Source data:
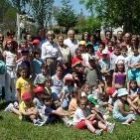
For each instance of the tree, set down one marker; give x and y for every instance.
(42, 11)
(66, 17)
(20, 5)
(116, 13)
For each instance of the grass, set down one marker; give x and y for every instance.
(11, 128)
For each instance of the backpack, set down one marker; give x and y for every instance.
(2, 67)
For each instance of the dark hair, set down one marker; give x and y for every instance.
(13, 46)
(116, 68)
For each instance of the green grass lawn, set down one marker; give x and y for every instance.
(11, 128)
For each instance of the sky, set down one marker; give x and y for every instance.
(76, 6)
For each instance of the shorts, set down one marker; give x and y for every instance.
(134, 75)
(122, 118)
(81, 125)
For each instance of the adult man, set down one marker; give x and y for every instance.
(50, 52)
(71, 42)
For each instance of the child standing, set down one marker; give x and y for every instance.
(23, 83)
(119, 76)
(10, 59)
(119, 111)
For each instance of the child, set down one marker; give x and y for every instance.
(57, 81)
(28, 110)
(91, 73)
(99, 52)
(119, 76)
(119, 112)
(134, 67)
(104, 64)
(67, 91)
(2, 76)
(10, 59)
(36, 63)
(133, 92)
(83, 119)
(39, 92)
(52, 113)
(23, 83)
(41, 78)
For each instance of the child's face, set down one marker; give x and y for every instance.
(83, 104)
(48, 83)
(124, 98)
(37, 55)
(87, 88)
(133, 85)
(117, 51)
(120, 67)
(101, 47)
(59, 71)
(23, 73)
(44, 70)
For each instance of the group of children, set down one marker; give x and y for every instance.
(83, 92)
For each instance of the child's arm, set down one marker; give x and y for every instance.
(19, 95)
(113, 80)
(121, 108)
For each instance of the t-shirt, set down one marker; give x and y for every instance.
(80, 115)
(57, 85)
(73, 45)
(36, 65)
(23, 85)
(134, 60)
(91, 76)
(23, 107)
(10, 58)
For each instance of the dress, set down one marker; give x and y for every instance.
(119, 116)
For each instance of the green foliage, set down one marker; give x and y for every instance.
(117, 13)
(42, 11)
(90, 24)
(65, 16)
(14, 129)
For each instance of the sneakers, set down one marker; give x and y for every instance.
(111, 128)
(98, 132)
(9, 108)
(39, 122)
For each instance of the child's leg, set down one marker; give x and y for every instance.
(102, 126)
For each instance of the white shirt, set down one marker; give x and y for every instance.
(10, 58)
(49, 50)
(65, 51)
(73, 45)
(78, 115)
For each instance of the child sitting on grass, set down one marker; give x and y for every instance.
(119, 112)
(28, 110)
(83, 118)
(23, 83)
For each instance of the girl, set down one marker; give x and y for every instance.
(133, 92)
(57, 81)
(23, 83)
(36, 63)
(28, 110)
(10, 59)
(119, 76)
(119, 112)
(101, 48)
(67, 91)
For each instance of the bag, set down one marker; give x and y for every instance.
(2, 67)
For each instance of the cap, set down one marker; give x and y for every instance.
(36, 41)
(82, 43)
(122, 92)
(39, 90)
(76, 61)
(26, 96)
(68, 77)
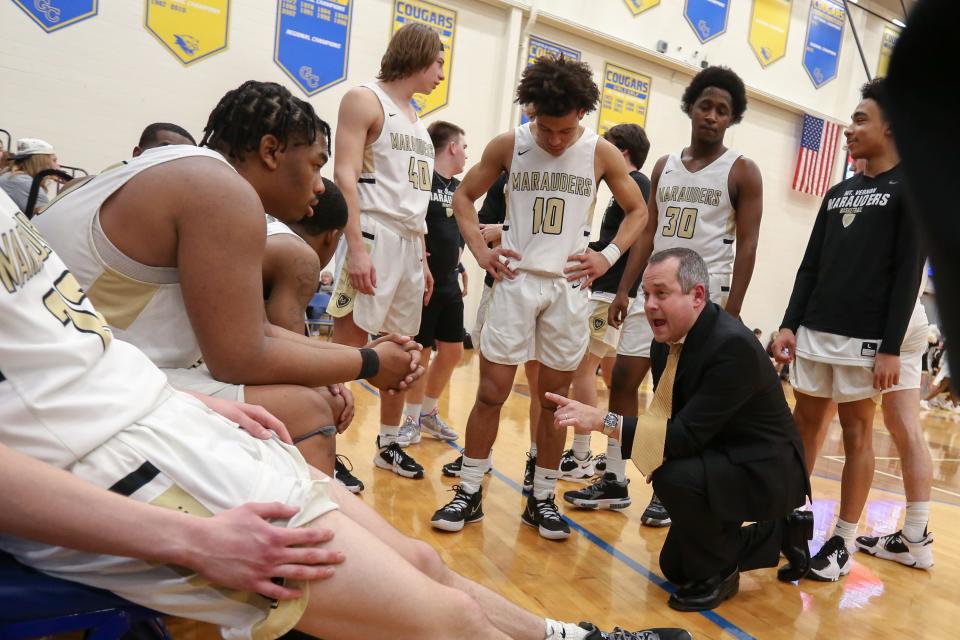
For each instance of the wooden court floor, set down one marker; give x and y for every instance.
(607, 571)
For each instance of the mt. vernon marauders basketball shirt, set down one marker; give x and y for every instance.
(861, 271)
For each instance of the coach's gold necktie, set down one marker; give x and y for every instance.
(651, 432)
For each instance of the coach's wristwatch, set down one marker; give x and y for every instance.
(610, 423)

Aim of the task: Strip out the pictures and reproduce the remaining material above exactly.

Solution:
For each instance of the tree, set down one marker; give x and y for every instance.
(42, 11)
(66, 17)
(20, 5)
(116, 13)
For each instance of the grass, set down one marker; give x and y for every instance.
(11, 128)
For each instance of the backpack, set down one marker; give x and y for every instance.
(2, 67)
For each instance of the dark hair, set down one marker; give x and y for every instance.
(13, 46)
(116, 68)
For each instance of the green grass lawn, set down one marker; give x and y for every instance.
(11, 128)
For each instance of the sky, set down one marker; give x and y for every instance.
(76, 6)
For each instance of the shorts, set down one marker; give x and y for every instance.
(134, 75)
(122, 118)
(81, 125)
For each instance of the adult man, set down one marker; give x and y for every instance.
(50, 52)
(71, 42)
For each instance of the child standing, set down one marker; give x and y for every instance.
(23, 83)
(119, 76)
(10, 59)
(119, 111)
For each instance of the child, set down one marker; give x and y for every instance.
(57, 81)
(28, 110)
(91, 73)
(99, 52)
(119, 76)
(119, 112)
(134, 67)
(104, 64)
(67, 91)
(2, 76)
(10, 59)
(36, 63)
(133, 92)
(83, 119)
(39, 92)
(52, 113)
(23, 83)
(41, 78)
For each instance of the child's face, set down one marker; give x and y for every instance.
(83, 104)
(48, 83)
(124, 98)
(37, 55)
(87, 88)
(133, 85)
(117, 51)
(120, 67)
(101, 47)
(59, 71)
(23, 73)
(44, 70)
For each instance of the group of children, set down one marker; give x and y for every instance.
(83, 92)
For each instance of the child's arm, set down one marker; give x and y for every instance.
(19, 95)
(113, 80)
(121, 108)
For each instance of the t-shirt, set down one marker; give x and y for every instance.
(80, 115)
(57, 85)
(73, 45)
(36, 65)
(23, 85)
(134, 60)
(91, 76)
(23, 107)
(10, 58)
For each instance of the dress, set down one marker; give x and y for every instance.
(119, 116)
For each instance of the green foliage, set down one marker; give x and y for every instance.
(117, 13)
(42, 11)
(90, 24)
(65, 16)
(14, 129)
For each instance of the sneakers, set down one marker; give x and y for every instance.
(111, 128)
(98, 132)
(9, 108)
(39, 122)
For each instance of the child's leg, set down one marker; give x and y for every instance.
(102, 126)
For each instance of the white shirt, set down one marker; give x and y for every instance.
(10, 58)
(49, 50)
(65, 51)
(73, 45)
(78, 115)
For each instance of the child sitting on grass, set down one marker; give x and y for every instance.
(119, 112)
(28, 110)
(83, 118)
(23, 83)
For each instance of the girl, set down one marker; give x and y for every instance.
(133, 92)
(57, 81)
(23, 83)
(36, 63)
(28, 110)
(10, 59)
(119, 76)
(119, 112)
(101, 48)
(67, 91)
For each instance of the bag, set down one marker; give x and y for every instance.
(2, 67)
For each instance of the cap, set down one marker; give x and y for every instance.
(36, 41)
(82, 43)
(122, 92)
(39, 90)
(76, 61)
(26, 96)
(68, 77)
For each instance of the wooden court floor, set down one marker; give x and y for every instance.
(607, 571)
For each instance of the mt. vernon marauders basketball shirt, set down one marker; give x and y for every instance.
(861, 271)
For each instance of the coach's gold necktie, set down one marker; give x and y for every instance.
(651, 432)
For each instance of the coach's wristwatch, set down one marker; give x and y for every instance.
(610, 423)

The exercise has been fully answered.